#### SHORT TASK
Here are some records. Copy each one exactly.
-- BEGIN ITEMS --
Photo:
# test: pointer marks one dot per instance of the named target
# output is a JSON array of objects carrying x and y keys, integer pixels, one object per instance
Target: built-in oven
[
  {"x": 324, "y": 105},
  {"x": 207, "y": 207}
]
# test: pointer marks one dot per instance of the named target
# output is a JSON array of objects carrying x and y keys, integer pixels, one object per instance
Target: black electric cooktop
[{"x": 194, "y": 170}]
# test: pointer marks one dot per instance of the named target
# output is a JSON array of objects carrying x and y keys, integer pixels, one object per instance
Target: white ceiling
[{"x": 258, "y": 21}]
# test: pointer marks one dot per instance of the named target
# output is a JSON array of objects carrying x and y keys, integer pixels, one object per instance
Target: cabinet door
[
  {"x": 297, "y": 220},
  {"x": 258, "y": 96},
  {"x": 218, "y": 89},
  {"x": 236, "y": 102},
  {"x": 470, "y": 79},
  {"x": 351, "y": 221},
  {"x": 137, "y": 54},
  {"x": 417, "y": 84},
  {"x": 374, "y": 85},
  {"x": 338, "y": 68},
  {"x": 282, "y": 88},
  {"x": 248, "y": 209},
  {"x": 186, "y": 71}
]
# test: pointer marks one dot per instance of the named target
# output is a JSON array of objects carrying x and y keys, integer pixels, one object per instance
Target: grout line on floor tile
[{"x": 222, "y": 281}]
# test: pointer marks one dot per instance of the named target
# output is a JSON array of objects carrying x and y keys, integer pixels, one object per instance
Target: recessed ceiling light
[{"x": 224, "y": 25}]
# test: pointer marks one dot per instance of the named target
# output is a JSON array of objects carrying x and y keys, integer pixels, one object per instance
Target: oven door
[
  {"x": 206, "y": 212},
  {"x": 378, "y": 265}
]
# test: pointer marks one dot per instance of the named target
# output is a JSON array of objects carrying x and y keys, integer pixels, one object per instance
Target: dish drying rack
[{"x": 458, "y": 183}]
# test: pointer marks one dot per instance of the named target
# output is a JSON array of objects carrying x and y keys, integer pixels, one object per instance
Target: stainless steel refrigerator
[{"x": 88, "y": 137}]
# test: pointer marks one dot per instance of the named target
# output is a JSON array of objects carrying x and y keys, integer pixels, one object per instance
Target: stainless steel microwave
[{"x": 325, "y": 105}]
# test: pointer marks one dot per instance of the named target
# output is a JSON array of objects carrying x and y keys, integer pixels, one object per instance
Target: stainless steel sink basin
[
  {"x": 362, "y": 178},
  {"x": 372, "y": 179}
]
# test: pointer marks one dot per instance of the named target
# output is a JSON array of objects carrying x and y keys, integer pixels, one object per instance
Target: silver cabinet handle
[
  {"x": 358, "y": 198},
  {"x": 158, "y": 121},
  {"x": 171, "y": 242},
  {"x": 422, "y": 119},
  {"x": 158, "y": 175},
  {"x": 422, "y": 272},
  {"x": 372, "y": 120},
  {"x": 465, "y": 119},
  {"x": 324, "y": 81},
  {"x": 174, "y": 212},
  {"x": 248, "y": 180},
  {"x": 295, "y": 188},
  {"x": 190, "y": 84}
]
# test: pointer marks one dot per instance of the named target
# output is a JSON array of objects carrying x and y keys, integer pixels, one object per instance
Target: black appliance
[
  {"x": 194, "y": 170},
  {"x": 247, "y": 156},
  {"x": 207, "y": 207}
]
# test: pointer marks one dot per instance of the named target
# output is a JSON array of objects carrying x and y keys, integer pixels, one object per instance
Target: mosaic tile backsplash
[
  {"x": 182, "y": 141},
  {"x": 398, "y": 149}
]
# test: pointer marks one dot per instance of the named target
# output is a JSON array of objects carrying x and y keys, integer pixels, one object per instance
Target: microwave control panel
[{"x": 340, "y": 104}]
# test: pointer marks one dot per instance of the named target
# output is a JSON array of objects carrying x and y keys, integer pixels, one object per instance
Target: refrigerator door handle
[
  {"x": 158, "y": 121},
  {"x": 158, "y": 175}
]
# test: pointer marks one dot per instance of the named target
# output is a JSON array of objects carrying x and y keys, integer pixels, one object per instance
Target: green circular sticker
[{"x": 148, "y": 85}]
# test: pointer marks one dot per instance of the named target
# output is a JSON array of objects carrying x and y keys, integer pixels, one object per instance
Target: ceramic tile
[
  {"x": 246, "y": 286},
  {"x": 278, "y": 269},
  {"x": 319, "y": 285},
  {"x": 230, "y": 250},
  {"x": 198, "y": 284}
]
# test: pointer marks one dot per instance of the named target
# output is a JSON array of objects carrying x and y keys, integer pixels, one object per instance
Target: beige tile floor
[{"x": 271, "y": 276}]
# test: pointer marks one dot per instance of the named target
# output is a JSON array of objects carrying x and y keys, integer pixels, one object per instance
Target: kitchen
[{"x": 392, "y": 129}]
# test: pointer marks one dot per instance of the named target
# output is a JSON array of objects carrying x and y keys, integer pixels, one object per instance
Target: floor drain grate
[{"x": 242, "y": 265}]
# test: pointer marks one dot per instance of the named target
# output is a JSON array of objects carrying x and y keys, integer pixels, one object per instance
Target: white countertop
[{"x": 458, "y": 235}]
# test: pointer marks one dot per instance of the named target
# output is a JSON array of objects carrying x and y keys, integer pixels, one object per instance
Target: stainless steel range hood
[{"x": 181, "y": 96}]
-- END ITEMS --
#### FULL SOLUTION
Photo:
# test: pointer marks one dot per instance of the named target
# output is a JSON array of objects carrying x and y keys, integer pixels, one object per instance
Target: built-in oven
[
  {"x": 324, "y": 105},
  {"x": 207, "y": 207}
]
# test: pointer marks one dot per instance of the named target
# output is a JSON array of objects carrying x and y keys, integer pixels, one object per instance
Target: black electric cooktop
[{"x": 194, "y": 170}]
# test: pointer marks one dot per instance of the named target
# output is a JSON array of objects carrying x and y keys, integer pixels, one object per instance
Target: white ceiling
[{"x": 258, "y": 21}]
# test: pointer marks one dot per instance of the named target
# output is a JSON array of objects carrying x and y keys, integer pixels, one object per instance
Target: cabinet door
[
  {"x": 297, "y": 220},
  {"x": 258, "y": 96},
  {"x": 218, "y": 89},
  {"x": 236, "y": 102},
  {"x": 470, "y": 79},
  {"x": 351, "y": 221},
  {"x": 137, "y": 54},
  {"x": 417, "y": 84},
  {"x": 374, "y": 85},
  {"x": 338, "y": 68},
  {"x": 282, "y": 88},
  {"x": 248, "y": 209},
  {"x": 186, "y": 71}
]
# test: pointer marks one dot per instance of the named target
# output is a JSON array of objects carrying x and y keys, integer pixels, one object per instance
Target: grout line on floor tile
[{"x": 222, "y": 281}]
# test: pointer marks one dot per instance of the named target
# output is a JSON array of objects carrying x and y keys, integer pixels, one object per instance
Target: recessed ceiling light
[{"x": 224, "y": 25}]
# test: pointer marks one dot per instance of the named target
# output is a JSON array of objects carrying x and y keys, integer pixels, one object per instance
Target: oven door
[
  {"x": 206, "y": 212},
  {"x": 378, "y": 265}
]
# test: pointer marks one dot per instance of the named target
# output is a JSON array of objects carrying x and y keys, integer pixels, one object per instance
Target: dish drying rack
[{"x": 458, "y": 183}]
# test: pointer marks one dot per instance of the named target
# output is a JSON array of objects carrying x and y keys, integer pixels, one object per instance
Target: stainless steel refrigerator
[{"x": 88, "y": 137}]
# test: pointer marks one dot per instance of the named target
# output is a JSON array of objects carrying x and y keys, integer pixels, one object per instance
Target: stainless steel microwave
[{"x": 325, "y": 105}]
# test: pointer marks one dot per instance of the named target
# output is a JSON array of objects carrying x and y keys, integer pixels, one object per instance
Target: stainless steel sink basin
[
  {"x": 362, "y": 178},
  {"x": 372, "y": 179}
]
# test: pointer marks one dot per instance of the named target
# output is a JSON array of objects carrying x and y keys, integer pixels, one object per instance
Target: silver cabinet handle
[
  {"x": 358, "y": 198},
  {"x": 158, "y": 121},
  {"x": 171, "y": 242},
  {"x": 422, "y": 119},
  {"x": 158, "y": 175},
  {"x": 422, "y": 272},
  {"x": 372, "y": 120},
  {"x": 465, "y": 119},
  {"x": 324, "y": 81},
  {"x": 174, "y": 212},
  {"x": 248, "y": 180},
  {"x": 295, "y": 188},
  {"x": 190, "y": 84}
]
# test: pointer marks one dot per instance of the named target
# output is a JSON array of objects carrying x and y keys, integer pixels, one object per instance
Target: black appliance
[
  {"x": 194, "y": 170},
  {"x": 247, "y": 156},
  {"x": 207, "y": 207}
]
# test: pointer marks one dot per instance of the named target
# output is a JSON array of objects carrying x and y keys, integer pixels, one object per instance
Target: mosaic tile backsplash
[
  {"x": 182, "y": 141},
  {"x": 398, "y": 149}
]
# test: pointer marks one dot per instance of the named target
# output is a JSON array of objects carrying x and y keys, integer pixels, one object per instance
Target: microwave control panel
[{"x": 340, "y": 104}]
# test: pointer marks one dot per instance of the named target
# output is a JSON array of objects carrying x and y keys, integer pixels, one object per instance
Target: refrigerator door handle
[
  {"x": 158, "y": 121},
  {"x": 158, "y": 175}
]
# test: pointer marks one dot per instance of the named target
# output is a JSON array of objects carrying x and y keys, integer pixels, one object per instance
Target: green circular sticker
[{"x": 148, "y": 85}]
# test: pointer marks one dot per instance of the named target
# output is a JSON array of objects carrying x and y keys, integer pixels, one object per instance
Target: ceramic tile
[
  {"x": 246, "y": 286},
  {"x": 278, "y": 269},
  {"x": 319, "y": 285},
  {"x": 230, "y": 250},
  {"x": 198, "y": 284}
]
# test: pointer marks one dot per instance of the named target
# output is a JSON array of objects carrying x and y keys, integer pixels, one object per instance
Target: beige tile floor
[{"x": 271, "y": 276}]
# test: pointer marks one dot per instance of the named target
# output is a JSON array of objects carrying x and y keys, integer pixels, one object per instance
Target: kitchen
[{"x": 392, "y": 129}]
# test: pointer marks one dot per instance of the named target
# output is a JSON array of objects carrying x and y keys, integer pixels, one object per instance
Target: floor drain grate
[{"x": 242, "y": 265}]
# test: pointer marks one dot per instance of the named target
# output is a JSON array of objects carrying x and y keys, integer pixels, one object per instance
Target: white countertop
[{"x": 458, "y": 235}]
# test: pointer marks one dot per instance of the named target
# output is a JSON array of objects carrying x and y keys, integer pixels, one object per instance
Target: stainless steel range hood
[{"x": 181, "y": 96}]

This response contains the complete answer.